_WHAT THE TASK ASKS_: Format the lines from the one containing "outline eyeglass temple arm, every instance" through the end of the records as a JSON list of strings, one string per line, omitting blank lines.

[Dataset records]
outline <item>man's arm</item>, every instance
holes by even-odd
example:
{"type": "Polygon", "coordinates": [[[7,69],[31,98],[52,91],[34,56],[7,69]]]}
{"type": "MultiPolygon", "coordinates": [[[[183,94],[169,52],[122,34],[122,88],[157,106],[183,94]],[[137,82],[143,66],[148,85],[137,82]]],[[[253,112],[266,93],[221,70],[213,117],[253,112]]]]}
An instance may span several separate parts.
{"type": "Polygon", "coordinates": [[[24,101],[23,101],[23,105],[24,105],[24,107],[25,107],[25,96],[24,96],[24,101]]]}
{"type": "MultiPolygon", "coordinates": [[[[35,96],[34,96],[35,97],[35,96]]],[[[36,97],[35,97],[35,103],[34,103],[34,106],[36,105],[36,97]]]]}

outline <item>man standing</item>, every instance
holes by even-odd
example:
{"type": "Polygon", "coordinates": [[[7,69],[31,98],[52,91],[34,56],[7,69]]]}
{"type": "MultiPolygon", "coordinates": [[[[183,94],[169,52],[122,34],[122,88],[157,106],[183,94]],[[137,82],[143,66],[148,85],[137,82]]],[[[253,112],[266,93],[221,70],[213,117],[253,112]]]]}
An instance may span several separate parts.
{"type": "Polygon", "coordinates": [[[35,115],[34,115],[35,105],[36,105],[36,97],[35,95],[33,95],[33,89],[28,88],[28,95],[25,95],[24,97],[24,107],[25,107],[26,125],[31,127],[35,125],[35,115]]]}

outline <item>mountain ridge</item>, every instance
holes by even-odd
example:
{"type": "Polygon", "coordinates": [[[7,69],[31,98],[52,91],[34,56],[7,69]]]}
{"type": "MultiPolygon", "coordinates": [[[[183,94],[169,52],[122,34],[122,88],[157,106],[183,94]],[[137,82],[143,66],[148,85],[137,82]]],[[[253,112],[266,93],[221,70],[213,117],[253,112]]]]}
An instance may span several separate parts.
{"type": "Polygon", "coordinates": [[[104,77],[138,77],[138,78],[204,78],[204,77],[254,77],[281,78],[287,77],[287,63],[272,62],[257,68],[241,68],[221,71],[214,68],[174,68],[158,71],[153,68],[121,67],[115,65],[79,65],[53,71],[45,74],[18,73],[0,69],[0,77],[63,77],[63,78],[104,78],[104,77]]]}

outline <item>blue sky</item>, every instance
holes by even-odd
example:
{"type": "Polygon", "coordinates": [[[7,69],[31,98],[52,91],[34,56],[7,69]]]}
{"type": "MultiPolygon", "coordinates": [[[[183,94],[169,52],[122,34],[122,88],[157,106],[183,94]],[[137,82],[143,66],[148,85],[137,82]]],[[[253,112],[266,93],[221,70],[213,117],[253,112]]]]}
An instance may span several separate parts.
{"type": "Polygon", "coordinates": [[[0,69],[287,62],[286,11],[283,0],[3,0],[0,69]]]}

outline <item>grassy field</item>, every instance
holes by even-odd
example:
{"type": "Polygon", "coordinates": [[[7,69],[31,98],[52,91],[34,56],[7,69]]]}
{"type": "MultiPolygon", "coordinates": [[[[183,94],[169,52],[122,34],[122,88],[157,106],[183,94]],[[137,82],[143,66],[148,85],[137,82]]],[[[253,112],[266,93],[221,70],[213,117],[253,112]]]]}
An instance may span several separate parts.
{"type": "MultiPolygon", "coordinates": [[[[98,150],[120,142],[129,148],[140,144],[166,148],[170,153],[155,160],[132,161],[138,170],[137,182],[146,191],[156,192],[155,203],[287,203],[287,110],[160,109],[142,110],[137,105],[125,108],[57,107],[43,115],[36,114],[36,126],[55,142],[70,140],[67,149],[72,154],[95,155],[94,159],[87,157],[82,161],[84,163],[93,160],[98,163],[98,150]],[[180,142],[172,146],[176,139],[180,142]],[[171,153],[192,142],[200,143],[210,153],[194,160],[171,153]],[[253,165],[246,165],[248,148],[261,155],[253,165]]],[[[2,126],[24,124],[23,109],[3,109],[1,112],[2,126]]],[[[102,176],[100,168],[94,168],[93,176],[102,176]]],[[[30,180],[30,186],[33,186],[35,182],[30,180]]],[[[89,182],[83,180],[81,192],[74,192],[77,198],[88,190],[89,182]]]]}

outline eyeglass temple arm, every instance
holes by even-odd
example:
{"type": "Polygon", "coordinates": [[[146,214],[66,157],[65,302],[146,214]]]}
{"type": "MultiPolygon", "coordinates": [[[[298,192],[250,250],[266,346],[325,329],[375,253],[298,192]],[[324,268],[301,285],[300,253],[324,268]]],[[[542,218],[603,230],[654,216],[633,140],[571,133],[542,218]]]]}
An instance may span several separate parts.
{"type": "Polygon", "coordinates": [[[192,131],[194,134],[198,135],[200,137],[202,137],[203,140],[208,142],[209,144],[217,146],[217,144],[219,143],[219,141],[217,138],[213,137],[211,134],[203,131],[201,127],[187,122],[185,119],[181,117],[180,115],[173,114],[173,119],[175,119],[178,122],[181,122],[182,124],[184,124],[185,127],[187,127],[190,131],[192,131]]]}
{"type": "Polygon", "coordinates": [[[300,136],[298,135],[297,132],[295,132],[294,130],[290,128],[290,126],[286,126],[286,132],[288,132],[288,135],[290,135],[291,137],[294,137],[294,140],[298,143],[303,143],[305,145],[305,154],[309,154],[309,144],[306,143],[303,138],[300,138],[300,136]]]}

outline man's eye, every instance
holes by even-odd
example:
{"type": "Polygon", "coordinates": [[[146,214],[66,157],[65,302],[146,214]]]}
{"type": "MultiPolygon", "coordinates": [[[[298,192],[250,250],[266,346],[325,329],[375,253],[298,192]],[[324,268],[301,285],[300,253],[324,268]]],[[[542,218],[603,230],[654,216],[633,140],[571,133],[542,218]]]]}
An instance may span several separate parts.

_WRITTEN RESPONSE_:
[
  "outline eyeglass temple arm, every instance",
  "holes by even-odd",
  "example:",
  "{\"type\": \"Polygon\", \"coordinates\": [[[146,214],[66,157],[65,302],[146,214]]]}",
  "{\"type\": \"MultiPolygon\", \"coordinates\": [[[[298,192],[250,250],[266,346],[325,329],[375,253],[298,192]],[[324,268],[301,285],[300,253],[324,268]]],[[[542,218],[603,230],[654,216],[633,140],[571,133],[542,218]]]]}",
  "An instance may span several separate parts.",
  "{\"type\": \"Polygon\", \"coordinates\": [[[192,131],[194,134],[198,135],[200,137],[202,137],[203,140],[208,142],[209,144],[217,146],[217,144],[219,143],[219,141],[217,138],[213,137],[211,134],[203,131],[201,127],[187,122],[185,119],[181,117],[180,115],[173,114],[173,119],[175,119],[178,122],[181,122],[182,124],[184,124],[185,127],[187,127],[190,131],[192,131]]]}",
  "{\"type\": \"Polygon\", \"coordinates\": [[[300,136],[298,135],[297,132],[295,132],[294,130],[290,128],[290,126],[286,126],[286,132],[288,132],[288,135],[290,135],[291,137],[294,137],[294,140],[298,143],[303,143],[305,145],[305,154],[309,154],[309,144],[306,143],[303,138],[300,138],[300,136]]]}",
  "outline man's eye, every instance",
  "holes by even-odd",
  "example:",
  "{\"type\": \"Polygon\", \"coordinates\": [[[146,214],[66,157],[65,302],[146,214]]]}",
  "{\"type\": \"MultiPolygon\", \"coordinates\": [[[[298,192],[250,250],[266,346],[325,329],[375,253],[298,192]],[[324,268],[301,285],[300,253],[324,268]]],[[[542,218],[603,230],[654,216],[633,140],[571,133],[542,218]]]]}",
  "An instance may span several separate parts."
]